▶ [TEXT BLOCK]:
▽
The cummulative explained variance shows an initially steep then gradual curve and not the sharp elbow we were expecting. This could be a result of the genomes already having been chosen as the principle components of movies. However we can see that 80% of the variance in the movie dataset is explained by 131 components. We should use only these components for computatonal efficiency in a content based model

In [None]:
pca_75_df = pd.DataFrame(pca_75_df, index = pca_data_pivoted.index)
pca_75_df.head()

### Cluster Analysis

In [None]:
# Manually implement the WCSS
def within_cluster_variation(df, label_col='cluster_label'):
    """
    Manually implements the WCSS.
    """
    centroids = df.groupby(label_col).mean()
    out = 0
    for label, point in centroids.iterrows():
        df_features = df[df[label_col] == label].drop(label_col, axis=1)
        out += (df_features - point).pow(2).sum(axis=1).sum()
    return out

In [None]:
# let's try everything between 2 and 18 clusters where 18 is the number of genres
n_clusters = np.arange(2, 19)

# store errors for each value of k
errors = []

# for i between 2 and 19
for k in n_clusters:
    print(f'training model with {k} clusters')
    # perform k-means clustering
    km = KMeans(n_clusters=k, n_init=10, max_iter=300, random_state=42)
△
▶ [ACTIONS TO TAKE]:
1: Copy the clustering notebook excerpt from "### Cluster Analysis" to "centroids = df.groupby(label_col).mean()", substituting "within-cluster sum of squares" for "WCSS".
2: In the clustering notebook excerpt, how many components explain 80% of the variance in the movie dataset?
3: Extend the clustering notebook excerpt with the code that comes next.

(Dataset entries)
▽
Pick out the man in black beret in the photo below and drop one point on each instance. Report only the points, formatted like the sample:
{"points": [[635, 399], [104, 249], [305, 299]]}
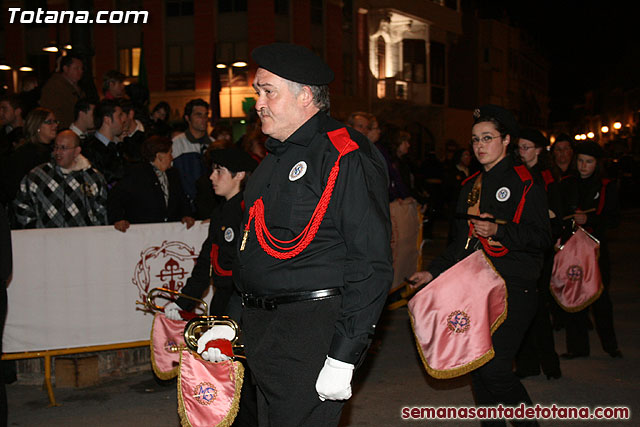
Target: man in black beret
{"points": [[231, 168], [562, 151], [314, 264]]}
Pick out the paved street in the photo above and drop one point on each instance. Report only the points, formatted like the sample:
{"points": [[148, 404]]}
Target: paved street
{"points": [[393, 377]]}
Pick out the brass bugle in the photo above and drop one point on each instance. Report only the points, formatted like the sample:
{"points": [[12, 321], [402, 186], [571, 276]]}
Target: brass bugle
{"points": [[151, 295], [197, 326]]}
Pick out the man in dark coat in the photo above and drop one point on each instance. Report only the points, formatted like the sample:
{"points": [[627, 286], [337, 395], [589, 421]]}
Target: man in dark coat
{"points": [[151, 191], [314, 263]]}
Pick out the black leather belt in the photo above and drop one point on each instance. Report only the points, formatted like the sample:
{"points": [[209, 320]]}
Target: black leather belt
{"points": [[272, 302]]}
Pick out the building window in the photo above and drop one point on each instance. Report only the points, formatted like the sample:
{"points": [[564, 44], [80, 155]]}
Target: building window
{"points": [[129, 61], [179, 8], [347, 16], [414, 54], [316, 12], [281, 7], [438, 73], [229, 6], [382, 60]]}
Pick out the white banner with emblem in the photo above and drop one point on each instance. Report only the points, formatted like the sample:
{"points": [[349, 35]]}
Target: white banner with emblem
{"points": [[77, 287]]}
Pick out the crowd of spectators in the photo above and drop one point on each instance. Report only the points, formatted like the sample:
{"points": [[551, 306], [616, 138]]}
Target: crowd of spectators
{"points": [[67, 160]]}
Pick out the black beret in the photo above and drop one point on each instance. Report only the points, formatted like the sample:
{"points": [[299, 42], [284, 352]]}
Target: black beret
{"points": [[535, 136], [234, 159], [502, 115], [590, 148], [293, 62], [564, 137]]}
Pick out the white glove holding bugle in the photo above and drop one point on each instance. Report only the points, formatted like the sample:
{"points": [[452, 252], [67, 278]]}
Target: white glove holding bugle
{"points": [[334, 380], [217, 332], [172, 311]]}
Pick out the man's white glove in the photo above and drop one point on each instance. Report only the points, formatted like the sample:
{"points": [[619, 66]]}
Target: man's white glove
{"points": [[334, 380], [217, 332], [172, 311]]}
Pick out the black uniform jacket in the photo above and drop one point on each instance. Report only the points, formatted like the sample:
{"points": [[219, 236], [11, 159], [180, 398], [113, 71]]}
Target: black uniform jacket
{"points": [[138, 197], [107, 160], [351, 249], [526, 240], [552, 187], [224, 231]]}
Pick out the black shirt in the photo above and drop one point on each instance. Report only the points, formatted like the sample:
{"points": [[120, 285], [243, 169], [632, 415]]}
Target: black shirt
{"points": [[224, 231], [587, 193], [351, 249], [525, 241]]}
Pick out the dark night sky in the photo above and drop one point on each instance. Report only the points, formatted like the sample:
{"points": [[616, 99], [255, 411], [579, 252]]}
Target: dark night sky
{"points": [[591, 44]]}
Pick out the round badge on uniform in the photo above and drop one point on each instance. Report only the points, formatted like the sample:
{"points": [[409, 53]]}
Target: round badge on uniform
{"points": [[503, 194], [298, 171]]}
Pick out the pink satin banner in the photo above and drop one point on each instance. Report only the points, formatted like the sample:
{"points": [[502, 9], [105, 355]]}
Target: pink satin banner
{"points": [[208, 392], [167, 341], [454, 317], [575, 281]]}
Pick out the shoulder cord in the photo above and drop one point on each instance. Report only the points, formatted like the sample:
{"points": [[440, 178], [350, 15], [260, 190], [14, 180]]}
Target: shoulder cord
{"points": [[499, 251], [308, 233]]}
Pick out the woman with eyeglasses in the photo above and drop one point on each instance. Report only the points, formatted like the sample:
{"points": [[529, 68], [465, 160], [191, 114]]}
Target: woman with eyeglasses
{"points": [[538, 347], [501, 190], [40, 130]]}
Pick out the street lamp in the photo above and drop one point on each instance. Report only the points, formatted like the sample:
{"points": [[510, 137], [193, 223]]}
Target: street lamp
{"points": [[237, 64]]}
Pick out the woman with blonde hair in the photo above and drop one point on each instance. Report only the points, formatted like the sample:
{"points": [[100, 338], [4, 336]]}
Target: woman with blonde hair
△
▶ [RESPONSES TO THE TASKS]:
1:
### Cluster Analysis

In [None]:
# Manually implement the within-cluster sum of squares
def within_cluster_variation(df, label_col='cluster_label'):
    """
    Manually implements the within-cluster sum of squares.
    """
    centroids = df.groupby(label_col).mean()

2: 131 components.

3:
    km.fit(pca_75_df)
    
    # measure BCSS
    print(f'evaluating model with {k} clusters')
    y_preds = km.predict(pca_75_df)
    pca_75_df = pd.DataFrame(pca_75_df)
    pca_75_df['cluster_label'] = y_preds
    errors.append(within_cluster_variation(pca_75_df, 'cluster_label'))
    print(errors[-1])

In [None]:
plt.figure(figsize=(12,8))
plt.xlabel('Number of Clusters (k)')
plt.ylabel('Within-Cluster Sum of Squares (WCSS)')
plt.title('Elbow Method for Determining Optimal Value of k')
plt.scatter(n_clusters, errors, color="#4DA017")
plt.plot(n_clusters, errors)
plt.xticks(n_clusters)
plt.axvline(x=3, color='#4D17A0', lw=2)
plt.show()

In [None]:
K = 3
# Remember to set the random state for reproducibility
km = KMeans(n_clusters=K, verbose=0, random_state=42)
print("Clustering sparse data with %s" % km)
t0 = time()
km.fit(pca_75_df)
print("done in %0.3fs" % (time() - t0))

In [None]:
# Obtain cluster memberships for each item in the data
y_preds = km.predict(pca_75_df)
pca_75_df['cluster_label'] = y_preds
centers = km.cluster_centers_

In [None]:
plt.figure(dpi=120)
for k in range(K):
    x1 = pca_75_df[pca_75_df['cluster_label'] == k][0]
    x2 = pca_75_df[pca_75_df['cluster_label'] == k][1]
    plt.scatter(x1, x2, label="k = "+str(k+1),alpha=0.75)
# Show cluster centroid locations    
plt.scatter(centers[:,0],centers[:,1],label="centroid")
plt.legend()
plt.title(f"K = {K}")
plt.xlabel('Feature 1')
plt.ylabel('Feature 2')
plt.show()

<a id="modelling"></a>
## 5. Modelling

To reduce computation time, we train and evaluate the following models on a 100k subset of the data. The best performing model will be trained on the whole dataset to predict the ratings for the final submission file.

In [None]:
# Load the 100k dataset
train_df.drop('timestamp', axis=1, inplace=True)
train_subset = train_df[:100000]
reader = Reader(rating_scale=(train_subset['rating'].min(), train_subset['rating'].max()))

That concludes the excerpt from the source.